#### List of tasks:
**A.** Output everything from "# Create a simple" down to "self.action_space = spaces.Discrete(3)" in the stable_baselines3 question, copied word for word.
**B.** Carry on the forum question about integrating stable_baselines3 with dagshub and MLflow, starting right after its last line.

How to integrate stable_baselines3 with dagshub and MLflow?

125 views Asked by At

I am trying to integrate stable_baselines3 in dagshub and MlFlow. I am new to MLOPS

Here is a sample code that is easy to run:

import mlflow
import gym
from gym import spaces
import numpy as np
from stable_baselines3 import PPO
import os

os.environ['MLFLOW_TRACKING_USERNAME'] = "correct_dagshub_username"
os.environ['MLFLOW_TRACKING_PASSWORD'] = "correct_dagshub_token"
os.environ['MLFLOW_TRACKING_URI'] = "correct_URL")

# Create a simple custom gym environment
class SimpleEnv(gym.Env):
    def __init__(self):
        super(SimpleEnv, self).__init__()
        self.action_space = spaces.Discrete(3)
        self.observation_space = spaces.Box(low=-np.inf, high=np.inf, shape=(4,))

    def step(self, action):
        return np.array([0, 0, 0, 0]), 0, False, {}

    def reset(self):
        return np.array([0, 0, 0, 0])



# Create and train the model
env = SimpleEnv()
model = PPO("MlpPolicy", env, verbose=1)
model.learn(total_timesteps=1000)

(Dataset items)

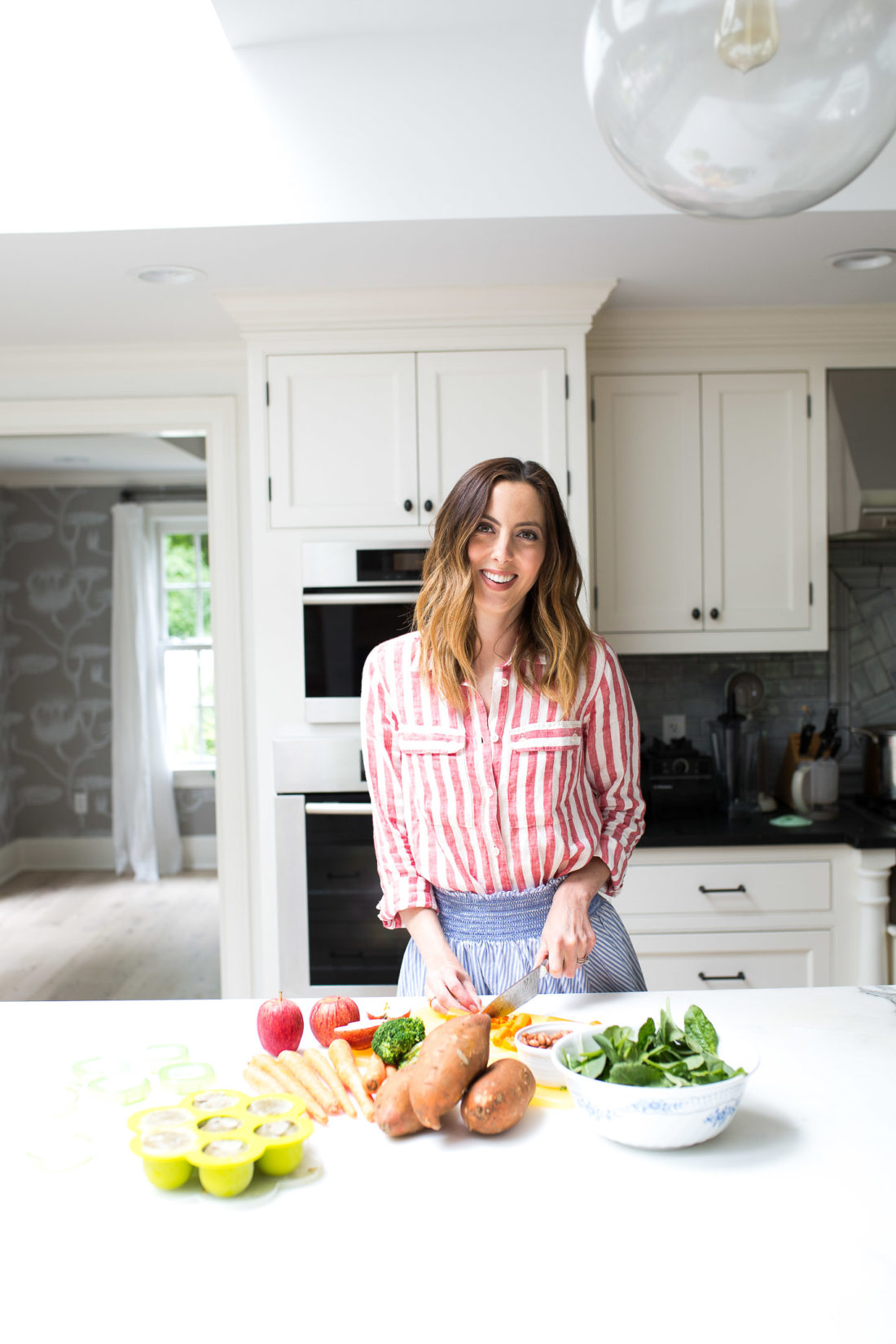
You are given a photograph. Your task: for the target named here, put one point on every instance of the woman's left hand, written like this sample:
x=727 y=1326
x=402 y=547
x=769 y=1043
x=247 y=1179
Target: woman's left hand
x=567 y=936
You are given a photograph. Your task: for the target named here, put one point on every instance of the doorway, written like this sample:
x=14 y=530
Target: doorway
x=173 y=425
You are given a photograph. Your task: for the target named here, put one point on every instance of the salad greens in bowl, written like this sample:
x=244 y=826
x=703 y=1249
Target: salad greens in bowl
x=660 y=1085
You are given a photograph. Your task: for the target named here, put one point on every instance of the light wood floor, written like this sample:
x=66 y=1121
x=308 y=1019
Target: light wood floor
x=68 y=936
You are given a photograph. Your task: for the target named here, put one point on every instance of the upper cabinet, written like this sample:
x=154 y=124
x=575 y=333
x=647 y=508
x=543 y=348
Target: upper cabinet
x=701 y=511
x=371 y=440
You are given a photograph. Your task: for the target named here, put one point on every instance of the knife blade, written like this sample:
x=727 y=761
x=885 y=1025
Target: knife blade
x=519 y=994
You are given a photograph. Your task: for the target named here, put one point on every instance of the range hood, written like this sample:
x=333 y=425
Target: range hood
x=861 y=453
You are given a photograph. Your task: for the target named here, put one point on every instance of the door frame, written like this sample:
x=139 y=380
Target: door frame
x=215 y=419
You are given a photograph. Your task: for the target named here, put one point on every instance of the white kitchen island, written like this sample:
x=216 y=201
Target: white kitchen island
x=778 y=1228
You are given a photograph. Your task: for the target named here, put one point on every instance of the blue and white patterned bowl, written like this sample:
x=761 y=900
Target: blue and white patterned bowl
x=660 y=1117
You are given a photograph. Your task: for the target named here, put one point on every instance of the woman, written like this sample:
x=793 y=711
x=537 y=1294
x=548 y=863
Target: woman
x=501 y=750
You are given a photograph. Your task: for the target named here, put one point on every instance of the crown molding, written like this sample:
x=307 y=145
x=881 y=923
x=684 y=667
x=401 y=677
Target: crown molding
x=684 y=328
x=15 y=359
x=363 y=310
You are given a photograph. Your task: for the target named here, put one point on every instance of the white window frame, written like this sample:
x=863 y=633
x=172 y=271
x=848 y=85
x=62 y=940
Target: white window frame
x=163 y=518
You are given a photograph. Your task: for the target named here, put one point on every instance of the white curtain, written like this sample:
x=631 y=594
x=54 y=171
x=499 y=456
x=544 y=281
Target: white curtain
x=144 y=819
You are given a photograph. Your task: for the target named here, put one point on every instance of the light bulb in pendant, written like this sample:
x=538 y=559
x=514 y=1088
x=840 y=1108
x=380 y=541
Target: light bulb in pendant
x=747 y=33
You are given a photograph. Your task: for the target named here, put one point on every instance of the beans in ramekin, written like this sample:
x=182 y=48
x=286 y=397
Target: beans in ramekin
x=543 y=1039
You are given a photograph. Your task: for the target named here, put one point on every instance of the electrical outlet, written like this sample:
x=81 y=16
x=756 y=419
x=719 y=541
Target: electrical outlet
x=674 y=727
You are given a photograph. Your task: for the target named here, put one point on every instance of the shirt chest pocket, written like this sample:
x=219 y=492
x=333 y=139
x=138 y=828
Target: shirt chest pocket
x=422 y=740
x=562 y=736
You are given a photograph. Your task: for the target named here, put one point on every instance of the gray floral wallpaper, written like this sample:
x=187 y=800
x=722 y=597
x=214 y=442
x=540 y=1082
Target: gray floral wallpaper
x=55 y=713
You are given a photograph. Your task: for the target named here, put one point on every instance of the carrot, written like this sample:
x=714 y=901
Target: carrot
x=374 y=1074
x=343 y=1060
x=312 y=1081
x=283 y=1081
x=320 y=1062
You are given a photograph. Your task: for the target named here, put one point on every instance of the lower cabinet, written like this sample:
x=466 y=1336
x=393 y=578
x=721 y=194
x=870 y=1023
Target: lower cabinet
x=738 y=918
x=701 y=961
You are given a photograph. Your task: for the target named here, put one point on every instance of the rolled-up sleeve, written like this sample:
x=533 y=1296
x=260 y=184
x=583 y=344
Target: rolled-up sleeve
x=613 y=766
x=402 y=886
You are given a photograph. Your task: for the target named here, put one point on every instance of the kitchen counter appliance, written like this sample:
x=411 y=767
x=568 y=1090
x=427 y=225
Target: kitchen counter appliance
x=676 y=780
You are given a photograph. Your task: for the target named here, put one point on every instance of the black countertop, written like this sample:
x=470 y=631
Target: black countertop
x=854 y=827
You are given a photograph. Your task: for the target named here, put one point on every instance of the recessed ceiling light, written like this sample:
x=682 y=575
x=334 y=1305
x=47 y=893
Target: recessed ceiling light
x=168 y=275
x=863 y=258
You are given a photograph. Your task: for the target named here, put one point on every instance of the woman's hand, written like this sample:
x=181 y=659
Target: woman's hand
x=448 y=984
x=567 y=936
x=450 y=988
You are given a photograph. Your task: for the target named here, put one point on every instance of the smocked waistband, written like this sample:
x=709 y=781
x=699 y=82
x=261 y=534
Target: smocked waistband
x=500 y=916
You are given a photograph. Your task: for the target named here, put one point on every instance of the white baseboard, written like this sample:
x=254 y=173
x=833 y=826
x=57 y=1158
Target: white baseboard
x=84 y=854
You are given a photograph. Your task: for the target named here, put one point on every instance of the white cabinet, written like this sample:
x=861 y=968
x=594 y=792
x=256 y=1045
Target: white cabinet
x=754 y=918
x=379 y=438
x=701 y=504
x=757 y=960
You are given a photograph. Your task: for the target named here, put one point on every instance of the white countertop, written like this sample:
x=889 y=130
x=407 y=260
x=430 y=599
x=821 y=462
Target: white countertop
x=780 y=1228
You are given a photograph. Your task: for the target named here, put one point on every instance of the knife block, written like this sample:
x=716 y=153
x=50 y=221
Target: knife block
x=788 y=764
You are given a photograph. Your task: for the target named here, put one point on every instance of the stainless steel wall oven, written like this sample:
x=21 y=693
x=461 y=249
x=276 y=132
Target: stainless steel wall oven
x=354 y=597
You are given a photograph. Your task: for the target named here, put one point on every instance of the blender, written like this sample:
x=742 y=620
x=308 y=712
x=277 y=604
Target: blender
x=735 y=756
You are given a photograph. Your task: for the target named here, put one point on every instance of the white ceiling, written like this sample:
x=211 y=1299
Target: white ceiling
x=99 y=459
x=349 y=144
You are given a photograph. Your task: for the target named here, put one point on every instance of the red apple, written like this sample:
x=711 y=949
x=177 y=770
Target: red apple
x=279 y=1025
x=329 y=1013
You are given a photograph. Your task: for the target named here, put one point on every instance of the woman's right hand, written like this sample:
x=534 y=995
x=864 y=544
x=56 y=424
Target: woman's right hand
x=449 y=986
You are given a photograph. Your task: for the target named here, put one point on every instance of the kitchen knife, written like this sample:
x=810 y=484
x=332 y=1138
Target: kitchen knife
x=519 y=994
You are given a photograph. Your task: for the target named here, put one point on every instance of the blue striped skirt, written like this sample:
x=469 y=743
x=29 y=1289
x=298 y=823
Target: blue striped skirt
x=496 y=940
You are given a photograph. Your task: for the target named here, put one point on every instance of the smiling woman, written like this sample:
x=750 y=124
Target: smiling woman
x=501 y=750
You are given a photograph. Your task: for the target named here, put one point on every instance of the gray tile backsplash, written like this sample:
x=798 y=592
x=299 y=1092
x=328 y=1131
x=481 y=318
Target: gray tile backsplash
x=55 y=707
x=857 y=675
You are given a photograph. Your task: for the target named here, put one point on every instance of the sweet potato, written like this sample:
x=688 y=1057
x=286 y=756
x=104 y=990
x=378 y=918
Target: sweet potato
x=450 y=1058
x=498 y=1098
x=393 y=1109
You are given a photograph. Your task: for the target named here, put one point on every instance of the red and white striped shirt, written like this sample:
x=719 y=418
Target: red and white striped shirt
x=501 y=800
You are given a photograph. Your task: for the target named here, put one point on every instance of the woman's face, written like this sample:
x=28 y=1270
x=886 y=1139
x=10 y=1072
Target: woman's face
x=507 y=549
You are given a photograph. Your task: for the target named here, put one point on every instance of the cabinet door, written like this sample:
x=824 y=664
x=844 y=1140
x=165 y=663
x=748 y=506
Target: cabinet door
x=486 y=403
x=703 y=961
x=755 y=506
x=343 y=440
x=647 y=502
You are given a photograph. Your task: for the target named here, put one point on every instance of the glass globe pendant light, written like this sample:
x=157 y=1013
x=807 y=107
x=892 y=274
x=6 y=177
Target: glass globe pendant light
x=743 y=109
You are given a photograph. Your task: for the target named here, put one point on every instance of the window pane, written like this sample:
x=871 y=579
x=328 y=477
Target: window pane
x=207 y=675
x=182 y=614
x=180 y=558
x=209 y=731
x=180 y=703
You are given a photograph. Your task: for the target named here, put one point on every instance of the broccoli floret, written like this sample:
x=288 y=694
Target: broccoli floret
x=397 y=1038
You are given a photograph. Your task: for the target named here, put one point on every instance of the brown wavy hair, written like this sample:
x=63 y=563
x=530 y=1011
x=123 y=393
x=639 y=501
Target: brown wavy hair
x=551 y=622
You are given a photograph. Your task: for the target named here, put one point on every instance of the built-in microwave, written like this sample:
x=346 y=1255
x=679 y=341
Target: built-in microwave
x=354 y=597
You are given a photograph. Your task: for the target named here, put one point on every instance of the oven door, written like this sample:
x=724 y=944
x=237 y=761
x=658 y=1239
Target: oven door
x=340 y=628
x=331 y=937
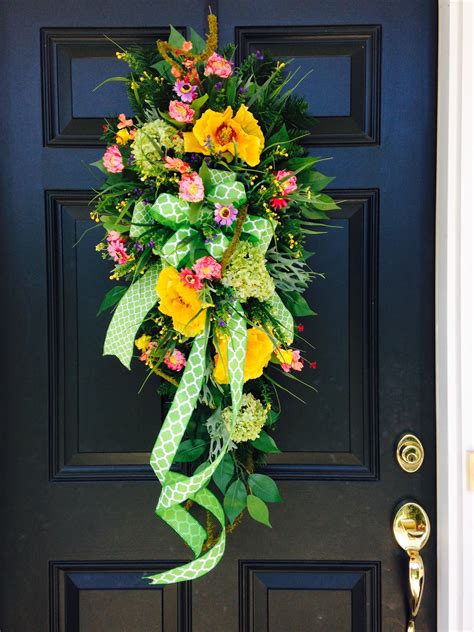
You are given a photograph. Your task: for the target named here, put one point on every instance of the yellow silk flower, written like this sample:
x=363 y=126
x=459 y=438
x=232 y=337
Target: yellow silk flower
x=180 y=302
x=259 y=351
x=224 y=131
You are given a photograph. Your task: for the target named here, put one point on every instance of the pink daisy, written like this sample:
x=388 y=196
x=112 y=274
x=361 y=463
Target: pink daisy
x=175 y=361
x=185 y=91
x=207 y=268
x=181 y=112
x=288 y=185
x=112 y=160
x=224 y=214
x=191 y=188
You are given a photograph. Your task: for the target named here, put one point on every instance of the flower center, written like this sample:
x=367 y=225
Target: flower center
x=224 y=134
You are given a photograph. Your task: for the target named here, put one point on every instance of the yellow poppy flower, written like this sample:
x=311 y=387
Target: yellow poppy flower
x=180 y=302
x=259 y=351
x=225 y=131
x=123 y=136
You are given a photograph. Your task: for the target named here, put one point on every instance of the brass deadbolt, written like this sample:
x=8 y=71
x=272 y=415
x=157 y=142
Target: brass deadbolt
x=410 y=453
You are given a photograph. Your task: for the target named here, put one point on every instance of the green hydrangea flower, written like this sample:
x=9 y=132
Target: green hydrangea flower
x=150 y=143
x=250 y=420
x=247 y=274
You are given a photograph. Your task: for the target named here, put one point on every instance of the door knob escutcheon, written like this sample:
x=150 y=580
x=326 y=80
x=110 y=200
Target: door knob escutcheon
x=410 y=453
x=411 y=527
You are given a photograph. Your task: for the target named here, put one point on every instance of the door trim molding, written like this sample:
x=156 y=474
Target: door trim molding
x=455 y=314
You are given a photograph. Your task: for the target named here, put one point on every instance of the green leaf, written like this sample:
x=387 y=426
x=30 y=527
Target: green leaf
x=98 y=164
x=198 y=43
x=190 y=450
x=310 y=213
x=176 y=40
x=112 y=297
x=110 y=80
x=235 y=500
x=224 y=473
x=279 y=137
x=258 y=510
x=264 y=487
x=205 y=176
x=164 y=69
x=318 y=181
x=231 y=90
x=265 y=443
x=272 y=418
x=198 y=103
x=110 y=225
x=297 y=304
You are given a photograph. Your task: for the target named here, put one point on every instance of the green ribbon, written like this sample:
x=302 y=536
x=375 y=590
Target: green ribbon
x=131 y=310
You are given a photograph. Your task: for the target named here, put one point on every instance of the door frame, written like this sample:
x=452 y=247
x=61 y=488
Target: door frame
x=454 y=314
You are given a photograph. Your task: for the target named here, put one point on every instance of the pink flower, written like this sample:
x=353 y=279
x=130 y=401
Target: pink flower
x=207 y=268
x=185 y=91
x=112 y=160
x=124 y=122
x=181 y=112
x=289 y=185
x=118 y=252
x=176 y=164
x=292 y=361
x=224 y=214
x=217 y=65
x=145 y=355
x=191 y=188
x=278 y=203
x=190 y=279
x=175 y=361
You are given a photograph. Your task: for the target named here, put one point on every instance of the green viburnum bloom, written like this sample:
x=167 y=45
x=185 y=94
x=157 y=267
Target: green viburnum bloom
x=150 y=143
x=247 y=274
x=250 y=420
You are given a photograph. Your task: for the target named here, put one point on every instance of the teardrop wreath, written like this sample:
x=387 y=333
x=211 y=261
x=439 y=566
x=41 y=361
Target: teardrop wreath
x=208 y=198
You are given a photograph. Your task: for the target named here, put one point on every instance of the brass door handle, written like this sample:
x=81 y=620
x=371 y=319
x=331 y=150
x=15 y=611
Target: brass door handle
x=411 y=527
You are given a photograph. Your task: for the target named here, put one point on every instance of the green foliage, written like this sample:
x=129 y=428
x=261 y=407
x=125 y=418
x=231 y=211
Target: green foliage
x=264 y=487
x=224 y=473
x=258 y=510
x=265 y=443
x=235 y=500
x=112 y=297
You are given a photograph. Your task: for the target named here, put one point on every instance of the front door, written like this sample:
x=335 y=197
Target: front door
x=78 y=529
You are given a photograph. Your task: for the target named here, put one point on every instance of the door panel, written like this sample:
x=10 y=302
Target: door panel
x=79 y=530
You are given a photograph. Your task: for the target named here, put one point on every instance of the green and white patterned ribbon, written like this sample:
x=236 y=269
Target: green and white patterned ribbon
x=177 y=488
x=129 y=315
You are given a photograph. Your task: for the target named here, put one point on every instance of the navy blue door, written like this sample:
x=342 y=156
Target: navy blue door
x=78 y=529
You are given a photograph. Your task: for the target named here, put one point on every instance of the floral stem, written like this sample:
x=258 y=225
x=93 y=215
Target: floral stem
x=162 y=374
x=235 y=239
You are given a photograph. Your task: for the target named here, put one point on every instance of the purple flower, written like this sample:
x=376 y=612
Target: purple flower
x=224 y=214
x=185 y=91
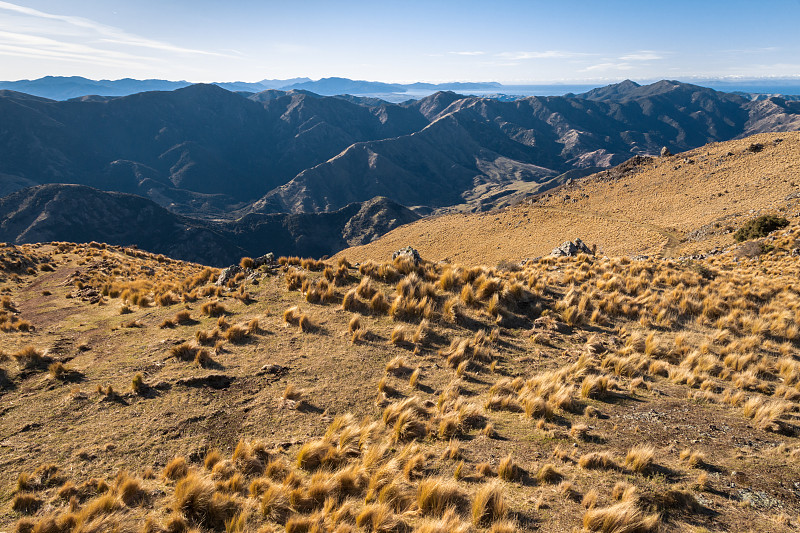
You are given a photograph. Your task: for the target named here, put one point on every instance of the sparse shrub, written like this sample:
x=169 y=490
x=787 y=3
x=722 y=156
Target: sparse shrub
x=488 y=506
x=508 y=470
x=137 y=384
x=30 y=358
x=759 y=227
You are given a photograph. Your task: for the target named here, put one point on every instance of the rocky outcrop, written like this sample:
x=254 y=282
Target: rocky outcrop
x=571 y=249
x=407 y=253
x=230 y=272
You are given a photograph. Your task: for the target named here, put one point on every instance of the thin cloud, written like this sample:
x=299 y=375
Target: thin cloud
x=36 y=46
x=547 y=54
x=643 y=55
x=608 y=66
x=103 y=33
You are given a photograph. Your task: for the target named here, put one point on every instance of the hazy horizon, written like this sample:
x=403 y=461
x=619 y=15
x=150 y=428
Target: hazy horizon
x=513 y=42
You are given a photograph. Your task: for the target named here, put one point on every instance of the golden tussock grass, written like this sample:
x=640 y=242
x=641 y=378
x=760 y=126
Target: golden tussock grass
x=488 y=505
x=598 y=461
x=624 y=516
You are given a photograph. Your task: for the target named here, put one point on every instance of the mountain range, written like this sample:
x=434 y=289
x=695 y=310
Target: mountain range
x=70 y=87
x=230 y=161
x=76 y=213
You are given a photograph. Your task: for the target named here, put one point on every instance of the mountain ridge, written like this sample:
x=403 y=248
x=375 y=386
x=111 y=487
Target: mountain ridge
x=77 y=213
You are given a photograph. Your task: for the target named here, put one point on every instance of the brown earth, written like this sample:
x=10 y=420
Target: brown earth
x=671 y=206
x=673 y=343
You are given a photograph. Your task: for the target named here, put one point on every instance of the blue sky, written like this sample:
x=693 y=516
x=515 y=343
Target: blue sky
x=435 y=41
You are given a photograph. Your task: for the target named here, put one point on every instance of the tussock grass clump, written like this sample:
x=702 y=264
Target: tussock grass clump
x=435 y=495
x=197 y=500
x=31 y=358
x=176 y=469
x=508 y=470
x=695 y=459
x=640 y=458
x=598 y=461
x=130 y=490
x=26 y=503
x=237 y=334
x=213 y=308
x=624 y=516
x=488 y=506
x=184 y=351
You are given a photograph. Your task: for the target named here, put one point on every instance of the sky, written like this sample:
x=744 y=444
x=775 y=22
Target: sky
x=512 y=42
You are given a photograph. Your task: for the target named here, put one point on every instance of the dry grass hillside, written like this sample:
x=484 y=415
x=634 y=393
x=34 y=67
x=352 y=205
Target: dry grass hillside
x=668 y=206
x=573 y=394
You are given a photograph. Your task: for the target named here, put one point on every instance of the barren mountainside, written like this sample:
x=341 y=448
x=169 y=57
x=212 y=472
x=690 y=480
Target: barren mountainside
x=205 y=151
x=665 y=206
x=82 y=214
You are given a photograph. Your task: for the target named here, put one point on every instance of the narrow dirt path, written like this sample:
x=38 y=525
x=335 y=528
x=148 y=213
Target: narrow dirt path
x=673 y=238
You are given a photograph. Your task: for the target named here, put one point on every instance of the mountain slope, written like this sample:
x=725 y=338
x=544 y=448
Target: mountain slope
x=205 y=151
x=78 y=213
x=684 y=204
x=473 y=142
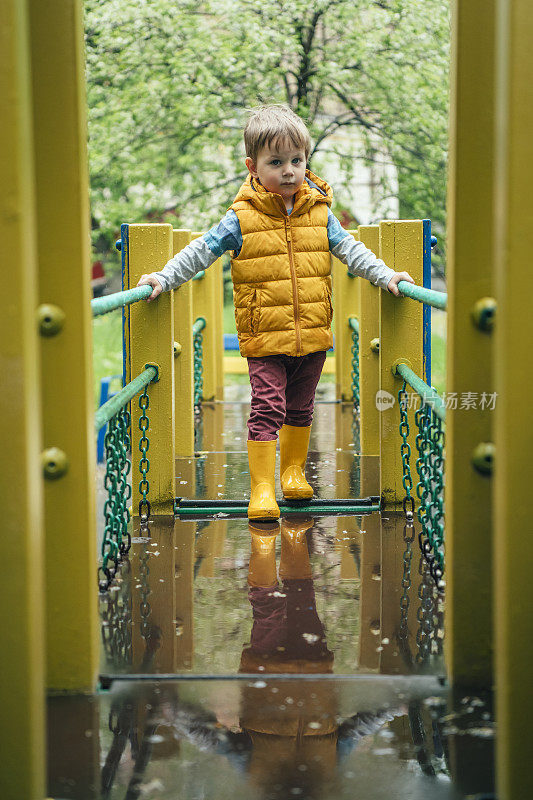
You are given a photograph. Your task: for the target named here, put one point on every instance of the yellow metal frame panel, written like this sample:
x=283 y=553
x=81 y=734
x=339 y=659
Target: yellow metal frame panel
x=513 y=543
x=468 y=502
x=346 y=303
x=62 y=202
x=22 y=741
x=400 y=245
x=369 y=358
x=152 y=341
x=184 y=362
x=218 y=285
x=204 y=300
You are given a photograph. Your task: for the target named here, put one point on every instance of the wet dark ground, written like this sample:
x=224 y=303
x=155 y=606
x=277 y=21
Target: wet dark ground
x=299 y=660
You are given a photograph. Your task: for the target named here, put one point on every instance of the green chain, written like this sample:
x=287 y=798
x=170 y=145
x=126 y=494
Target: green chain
x=198 y=370
x=144 y=463
x=116 y=539
x=429 y=490
x=355 y=367
x=405 y=449
x=429 y=442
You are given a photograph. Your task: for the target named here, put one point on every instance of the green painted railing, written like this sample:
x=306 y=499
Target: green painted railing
x=119 y=400
x=428 y=296
x=110 y=302
x=428 y=395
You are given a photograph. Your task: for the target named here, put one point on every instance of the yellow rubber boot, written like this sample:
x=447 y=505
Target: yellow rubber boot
x=262 y=463
x=294 y=562
x=262 y=567
x=293 y=446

#### Final answers:
**A.**
# Create a simple custom gym environment
class SimpleEnv(gym.Env):
    def __init__(self):
        super(SimpleEnv, self).__init__()
        self.action_space = spaces.Discrete(3)

**B.**
# Save the model using MLflow
mlflow.log_artifact("model.zip")

# Load the model from MLflow using the captured run_id
run_id = mlflow.active_run().info.run_id
loaded_model = mlflow.pyfunc.load_model(f"runs:/{run_id}/model")

The problem is that I always get this error:

---------------------------------------------------------------------------
MlflowException                           Traceback (most recent call last)
Cell In[13], line 11
      6 # Now the model is saved to MLflow with the corresponding run_id
      7 
      8 # Step 5: Load the model from MLflow
      9 run_id = mlflow.active_run().info.run_id
---> 11 loaded_model = mlflow.pytorch.load_model(f"runs:/{run_id}/model")

File ~\anaconda3\envs\metatrader\lib\site-packages\mlflow\pytorch\__init__.py:698, in load_model(model_uri, dst_path, **kwargs)
    637 """
    638 Load a PyTorch model from a local file or a run.
    639 
   (...)
    694     predict X: 30.0, y_pred: 60.48
    695 """
    696 import torch
--> 698 local_model_path = _download_artifact_from_uri(artifact_uri=model_uri, output_path=dst_path)
    699 pytorch_conf = _get_flavor_configuration(model_path=local_model_path, flavor_name=FLAVOR_NAME)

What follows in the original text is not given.